▸ **Entries provided**
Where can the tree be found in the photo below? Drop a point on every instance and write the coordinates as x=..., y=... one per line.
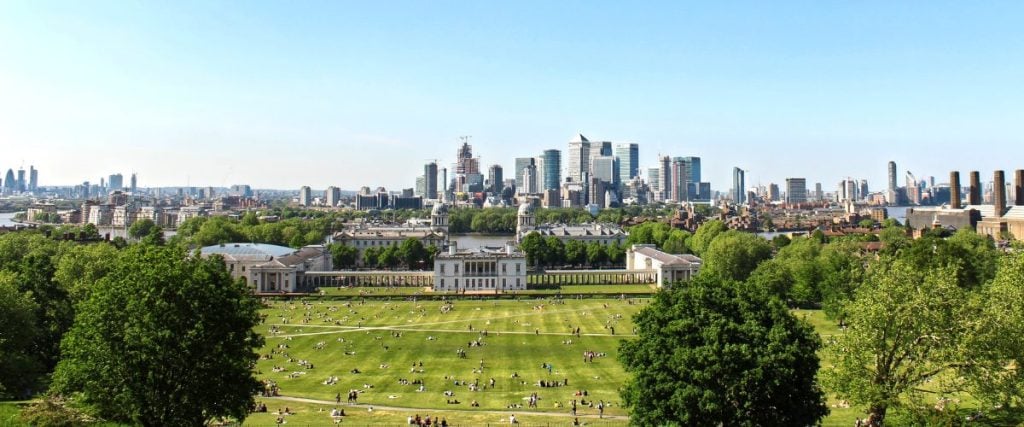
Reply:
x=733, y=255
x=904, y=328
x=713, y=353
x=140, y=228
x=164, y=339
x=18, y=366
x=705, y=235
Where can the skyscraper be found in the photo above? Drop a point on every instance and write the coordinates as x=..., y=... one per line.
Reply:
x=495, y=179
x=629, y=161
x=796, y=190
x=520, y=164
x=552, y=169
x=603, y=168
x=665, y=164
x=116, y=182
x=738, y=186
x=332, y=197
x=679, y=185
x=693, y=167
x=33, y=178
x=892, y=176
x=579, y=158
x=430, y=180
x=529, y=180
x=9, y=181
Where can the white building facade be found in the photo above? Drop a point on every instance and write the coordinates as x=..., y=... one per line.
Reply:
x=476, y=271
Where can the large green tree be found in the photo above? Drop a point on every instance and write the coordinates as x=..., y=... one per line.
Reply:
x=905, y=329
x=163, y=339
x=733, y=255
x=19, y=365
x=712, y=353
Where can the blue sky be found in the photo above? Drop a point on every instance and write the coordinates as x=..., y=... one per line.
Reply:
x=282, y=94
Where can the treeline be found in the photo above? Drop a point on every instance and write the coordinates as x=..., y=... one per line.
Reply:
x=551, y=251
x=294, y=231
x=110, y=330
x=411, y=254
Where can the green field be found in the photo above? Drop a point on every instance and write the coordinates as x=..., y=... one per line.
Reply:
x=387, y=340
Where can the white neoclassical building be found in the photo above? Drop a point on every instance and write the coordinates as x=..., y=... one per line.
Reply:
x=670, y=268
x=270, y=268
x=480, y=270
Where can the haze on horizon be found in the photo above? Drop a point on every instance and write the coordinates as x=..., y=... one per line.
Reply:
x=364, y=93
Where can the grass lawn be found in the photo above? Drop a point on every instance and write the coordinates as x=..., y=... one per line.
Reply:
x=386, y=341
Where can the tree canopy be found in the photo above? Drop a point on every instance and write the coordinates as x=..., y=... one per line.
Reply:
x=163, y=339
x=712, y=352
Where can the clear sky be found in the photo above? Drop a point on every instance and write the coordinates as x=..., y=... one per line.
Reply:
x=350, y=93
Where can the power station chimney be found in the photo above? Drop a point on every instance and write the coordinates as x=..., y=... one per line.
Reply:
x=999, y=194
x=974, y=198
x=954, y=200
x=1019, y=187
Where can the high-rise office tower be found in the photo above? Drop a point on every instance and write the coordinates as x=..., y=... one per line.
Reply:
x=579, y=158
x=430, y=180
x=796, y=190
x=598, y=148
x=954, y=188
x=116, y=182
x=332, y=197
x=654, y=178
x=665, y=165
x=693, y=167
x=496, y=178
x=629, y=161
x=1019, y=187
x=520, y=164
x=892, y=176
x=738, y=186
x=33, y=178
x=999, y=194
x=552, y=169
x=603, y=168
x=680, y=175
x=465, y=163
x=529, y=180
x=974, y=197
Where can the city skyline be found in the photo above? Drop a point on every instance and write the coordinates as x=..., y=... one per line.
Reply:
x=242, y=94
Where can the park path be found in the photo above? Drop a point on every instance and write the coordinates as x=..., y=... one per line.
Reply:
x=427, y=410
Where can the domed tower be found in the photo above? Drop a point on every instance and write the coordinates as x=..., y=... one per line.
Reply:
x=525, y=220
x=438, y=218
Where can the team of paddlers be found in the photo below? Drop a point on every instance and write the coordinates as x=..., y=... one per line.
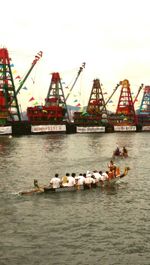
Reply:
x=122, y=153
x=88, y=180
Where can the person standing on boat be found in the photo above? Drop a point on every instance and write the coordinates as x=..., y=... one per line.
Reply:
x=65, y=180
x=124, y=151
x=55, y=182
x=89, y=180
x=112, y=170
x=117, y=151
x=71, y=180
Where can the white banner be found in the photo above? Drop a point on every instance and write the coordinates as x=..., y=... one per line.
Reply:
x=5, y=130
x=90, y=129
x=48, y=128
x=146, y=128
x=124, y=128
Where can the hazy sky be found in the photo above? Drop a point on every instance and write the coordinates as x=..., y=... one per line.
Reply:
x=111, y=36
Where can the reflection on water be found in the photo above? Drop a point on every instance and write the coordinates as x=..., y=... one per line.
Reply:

▸ **Your objective**
Whenever the word "white" occurs in a line of the listing above, return that line.

▸ **Solved exercise**
Where can the white building facade be found in the photo above? Drop a point on every instance and write the coordinates as x=..., y=... one per line.
Where can the white neoclassical building be found in the photo above? Drop a point on every instance and write the coordinates as x=..., y=... one per line.
Where can the white banner be found in the photo above? Drop a point on every instance and write the coordinates as x=..., y=... one per line.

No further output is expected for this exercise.